Problem statement → Copy the entries exactly. Leave out any pictures.

━━━ Material supplied

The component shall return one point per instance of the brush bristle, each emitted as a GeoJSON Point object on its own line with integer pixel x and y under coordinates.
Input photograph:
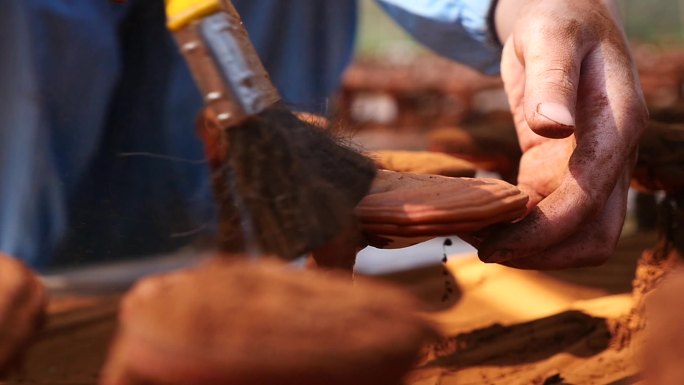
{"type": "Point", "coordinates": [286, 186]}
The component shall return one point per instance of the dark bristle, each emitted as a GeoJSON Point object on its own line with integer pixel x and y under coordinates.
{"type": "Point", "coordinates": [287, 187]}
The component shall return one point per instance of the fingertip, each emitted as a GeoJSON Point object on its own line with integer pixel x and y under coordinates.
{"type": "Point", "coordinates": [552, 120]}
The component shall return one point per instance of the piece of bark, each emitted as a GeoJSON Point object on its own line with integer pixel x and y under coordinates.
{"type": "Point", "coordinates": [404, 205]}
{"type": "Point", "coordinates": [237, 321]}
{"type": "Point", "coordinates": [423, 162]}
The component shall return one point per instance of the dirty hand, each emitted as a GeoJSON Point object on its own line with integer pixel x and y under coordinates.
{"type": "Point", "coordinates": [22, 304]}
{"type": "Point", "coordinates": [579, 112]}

━━━━━━

Task output →
The component shall return one point per instance of the brush bristle, each emitted as a GeoJSON Point object on its own line with integer pixel x and y under coordinates.
Input photograph:
{"type": "Point", "coordinates": [286, 186]}
The component shall return one point per instance of the dark bristle, each emitted as a GeoJSON Point object on its own line with integer pixel x and y under coordinates.
{"type": "Point", "coordinates": [287, 187]}
The component shall return one point per instance of the fingertip, each emitted as a GeoJSON Point object on its own line with integer pixel x and y under coordinates.
{"type": "Point", "coordinates": [552, 120]}
The component shall return one point per instance of the piece of bark, each emitted as a GeoJSON Point object on its own line with integer pixel x and y under coordinates.
{"type": "Point", "coordinates": [404, 205]}
{"type": "Point", "coordinates": [237, 321]}
{"type": "Point", "coordinates": [423, 162]}
The component shall return one point per instance of the dirty hand, each emitted as a GeoJSON Point object on its own line with integer pixel x and y under coordinates.
{"type": "Point", "coordinates": [22, 304]}
{"type": "Point", "coordinates": [579, 112]}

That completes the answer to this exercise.